- Selected excerpt -
Suppressing Uncertainty in Gaze Estimation

Authors: Shijing Wang, Yaping Huang

AAAI 2024 | Conference PDF | Archive PDF | Plain Text | LLM Run Details

Reproducibility Variable Result LLM Response
Research Type Experimental Experimental results on the gaze estimation benchmarks indicate that our proposed SUGE achieves state-of-the-art performance.
Researcher Affiliation Academia Shijing Wang, Yaping Huang* Beijing Key Laboratory of Traffic Data Analysis and Mining, Beijing Jiaotong University, China {shijingwang, yphuang}@bjtu.edu.cn
Pseudocode Yes Algorithm 1: SUGE Input: two encoder and fully connected parameters (E(1), f (1)) and (E(2), f (2)), training data (X, Y ) Param.: small constant for denominator ϵ, number of neighbors K, confidence threshold τ
Open Source Code No The paper does not provide an explicit statement or link for open-source code for the described methodology.

- Record set -
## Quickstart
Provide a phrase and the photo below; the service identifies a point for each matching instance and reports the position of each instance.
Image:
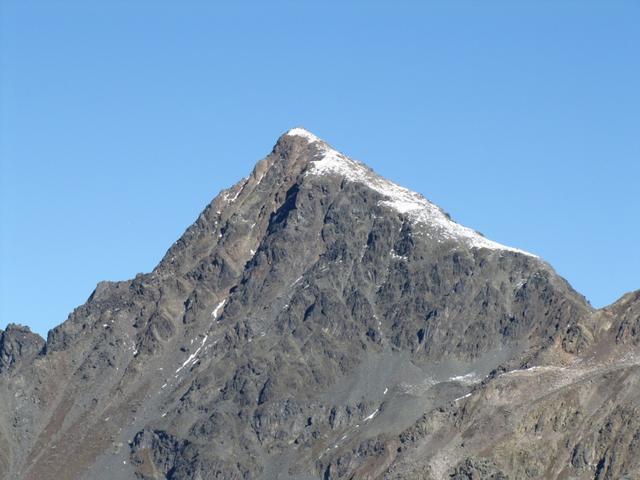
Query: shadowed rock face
(320, 322)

- Task description -
Copy the gaze estimation summary from "Reproducibility Variable Result" up to and including "the described methodology.", swapping "number of neighbors" for "neighbor count". The data has nothing to do with the gaze estimation summary.

- Result -
Reproducibility Variable Result LLM Response
Research Type Experimental Experimental results on the gaze estimation benchmarks indicate that our proposed SUGE achieves state-of-the-art performance.
Researcher Affiliation Academia Shijing Wang, Yaping Huang* Beijing Key Laboratory of Traffic Data Analysis and Mining, Beijing Jiaotong University, China {shijingwang, yphuang}@bjtu.edu.cn
Pseudocode Yes Algorithm 1: SUGE Input: two encoder and fully connected parameters (E(1), f (1)) and (E(2), f (2)), training data (X, Y ) Param.: small constant for denominator ϵ, neighbor count K, confidence threshold τ
Open Source Code No The paper does not provide an explicit statement or link for open-source code for the described methodology.